===== QUOTED PASSAGE =====
The first entrepreneur fired from The Apprentice has said it is a “shame” Lord Sugar failed to see the same potential in him as “Her Majesty the Queen”, after he received a pandemic honour for his community work.
Former pharmacy manager Harry Mahmood, 35, was awarded the British Empire Medal in the 2021 New Year Honours for his work in the West Midlands during the early months of lockdown.
After becoming the first of the 16 contestants eliminated from the BBC show, he suggested Lord Sugar had failed to look closely enough at his CV.
He told the PA news agency: “I was very shocked to get the phone call from the PM’s office to say, ‘Harry, Her Majesty the Queen would like to honour you in the New Year Honours’. I was like, ‘Is this a joke?’
“I thought I was doing it all privately – but it was nice that people decided to nominate me to have that award.
“But like I said, that is just me as a person. If Her Majesty the Queen can see the potential in me and me representing the community I am in, and inspiring others, then it is a shame Lord Sugar couldn’t see that in me as well.
“Because I have got a lot more credentials about me that he didn’t get to see.”
The Apprentice returned to screens on Thursday, with Lord Sugar aided by Baroness Karren Brady, and previous winner Tim Campbell filling in for Claude Littner while he recovers from an accident.
Ahead of the series, Mahmood described himself as the “Asian version of Lord Sugar” and said he hoped to work with the Amstrad founder to become “the bad boys of the bath bomb world”.
However, he failed to impress during the first task in which the candidates were told to create a marketing campaign for a cruise liner, including a television advert.
He added: “I did get on with Lord Sugar. I have got a lot of respect for Lord Sugar.
“But I don’t think he really gave me a chance, to be honest with you, because if he had looked into me as a candidate, he went through my application, looked at what I stand for and what I have achieved during Covid – getting honoured by the Queen, winning national pharmacy awards, setting up enterprises from scratch, and all these things in my own time, as well as supporting people in the community – he would have realised that, ‘Oh, if Her Majesty the Queen has invested in Harry, surely there is something in him. I haven’t seen him have a chance really. I will give him a chance’.
“But obviously none of that stuff surfaced really.”
Future episodes will see the remaining 15 entrepreneurs battle it out to win £250,000 worth of investment into their business.
The Apprentice continues on BBC One and iPlayer.
=====
[QUESTIONS]
**A)** In the Apprentice article, what award did Harry Mahmood receive for his community work?
**B)** Duplicate the Apprentice article's text from "Former pharmacy manager" to "have that award.".
**C)** According to the Apprentice article, why is Tim Campbell appearing on the new series?
===== SUPPLIED MATERIAL =====
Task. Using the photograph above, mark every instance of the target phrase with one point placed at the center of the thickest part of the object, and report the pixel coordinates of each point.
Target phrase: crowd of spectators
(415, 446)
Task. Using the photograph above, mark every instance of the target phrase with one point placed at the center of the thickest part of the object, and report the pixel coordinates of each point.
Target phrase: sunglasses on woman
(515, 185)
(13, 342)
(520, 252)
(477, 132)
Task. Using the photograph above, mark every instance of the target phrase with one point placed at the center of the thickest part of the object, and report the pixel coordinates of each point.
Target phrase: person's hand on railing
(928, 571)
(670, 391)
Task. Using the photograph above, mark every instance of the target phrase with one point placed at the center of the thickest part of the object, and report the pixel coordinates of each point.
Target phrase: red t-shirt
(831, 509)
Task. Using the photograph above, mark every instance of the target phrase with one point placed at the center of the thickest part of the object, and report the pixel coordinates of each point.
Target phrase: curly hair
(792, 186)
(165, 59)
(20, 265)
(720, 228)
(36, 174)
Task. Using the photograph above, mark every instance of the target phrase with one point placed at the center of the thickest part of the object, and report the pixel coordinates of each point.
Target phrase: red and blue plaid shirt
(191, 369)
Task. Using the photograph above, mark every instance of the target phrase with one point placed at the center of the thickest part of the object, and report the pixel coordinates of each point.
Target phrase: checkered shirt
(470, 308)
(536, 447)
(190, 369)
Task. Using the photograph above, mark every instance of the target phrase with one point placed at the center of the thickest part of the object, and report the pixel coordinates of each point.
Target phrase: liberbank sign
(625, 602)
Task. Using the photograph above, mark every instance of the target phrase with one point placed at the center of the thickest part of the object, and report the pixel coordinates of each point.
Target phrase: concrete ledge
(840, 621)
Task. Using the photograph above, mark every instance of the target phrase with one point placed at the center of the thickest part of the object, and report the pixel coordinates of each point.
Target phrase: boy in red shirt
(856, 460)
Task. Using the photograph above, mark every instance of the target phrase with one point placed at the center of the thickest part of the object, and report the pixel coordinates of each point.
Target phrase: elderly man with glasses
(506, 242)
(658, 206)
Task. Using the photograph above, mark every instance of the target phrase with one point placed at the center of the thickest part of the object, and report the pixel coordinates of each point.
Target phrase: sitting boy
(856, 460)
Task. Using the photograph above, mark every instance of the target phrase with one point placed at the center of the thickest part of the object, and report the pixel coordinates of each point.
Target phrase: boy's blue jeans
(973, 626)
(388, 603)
=====
[TASK RESULTS]
**A)** The British Empire Medal, in the 2021 New Year Honours.

**B)**
Former pharmacy manager Harry Mahmood, 35, was awarded the British Empire Medal in the 2021 New Year Honours for his work in the West Midlands during the early months of lockdown.
After becoming the first of the 16 contestants eliminated from the BBC show, he suggested Lord Sugar had failed to look closely enough at his CV.
He told the PA news agency: “I was very shocked to get the phone call from the PM’s office to say, ‘Harry, Her Majesty the Queen would like to honour you in the New Year Honours’. I was like, ‘Is this a joke?’
“I thought I was doing it all privately – but it was nice that people decided to nominate me to have that award.

**C)** Tim Campbell is filling in for Claude Littner, who is recovering from an accident.